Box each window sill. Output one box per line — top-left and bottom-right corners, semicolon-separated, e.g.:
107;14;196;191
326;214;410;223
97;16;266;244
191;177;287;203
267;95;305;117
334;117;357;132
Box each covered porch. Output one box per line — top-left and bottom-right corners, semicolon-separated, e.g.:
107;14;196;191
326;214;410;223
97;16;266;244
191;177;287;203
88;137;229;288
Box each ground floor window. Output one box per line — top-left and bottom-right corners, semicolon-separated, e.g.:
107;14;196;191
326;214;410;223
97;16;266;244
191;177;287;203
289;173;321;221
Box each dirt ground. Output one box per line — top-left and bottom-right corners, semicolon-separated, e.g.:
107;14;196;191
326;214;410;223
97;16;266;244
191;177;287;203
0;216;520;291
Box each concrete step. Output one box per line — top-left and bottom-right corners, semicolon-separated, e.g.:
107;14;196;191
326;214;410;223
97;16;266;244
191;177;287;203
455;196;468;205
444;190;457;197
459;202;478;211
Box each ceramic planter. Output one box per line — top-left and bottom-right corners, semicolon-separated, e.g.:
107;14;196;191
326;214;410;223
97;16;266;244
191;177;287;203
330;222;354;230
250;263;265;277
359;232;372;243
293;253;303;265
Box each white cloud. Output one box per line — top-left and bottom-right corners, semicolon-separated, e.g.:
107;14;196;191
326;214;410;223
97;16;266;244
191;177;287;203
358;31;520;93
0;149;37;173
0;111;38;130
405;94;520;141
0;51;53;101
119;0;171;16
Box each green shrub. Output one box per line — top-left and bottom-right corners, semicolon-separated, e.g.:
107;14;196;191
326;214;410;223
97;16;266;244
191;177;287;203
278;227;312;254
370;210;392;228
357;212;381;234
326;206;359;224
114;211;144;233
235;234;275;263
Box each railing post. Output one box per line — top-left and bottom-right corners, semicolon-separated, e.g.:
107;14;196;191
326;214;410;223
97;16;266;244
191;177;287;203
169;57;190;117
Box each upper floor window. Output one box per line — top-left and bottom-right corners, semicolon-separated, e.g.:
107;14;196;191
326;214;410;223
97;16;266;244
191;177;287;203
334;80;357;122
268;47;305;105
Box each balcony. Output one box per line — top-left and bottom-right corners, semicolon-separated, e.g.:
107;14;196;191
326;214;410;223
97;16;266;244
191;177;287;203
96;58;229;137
########
Reproduce the lines starting with the line containing "Box each white" and running through the line containing "119;0;171;16", requests included. Multiply every corner coordinate in the answers by 2.2 and round to whole numbers, with halves rounded up, while leaving the requests and their sample coordinates unchanged.

## Solution for this problem
Box each white cloud. Output one box per line — top-left and bottom-right corners, semicolon-separated, e.g.:
107;14;196;191
326;214;410;223
97;16;266;244
191;177;287;203
788;68;1144;205
0;328;81;381
0;244;84;286
891;207;1144;310
0;112;117;222
262;0;376;35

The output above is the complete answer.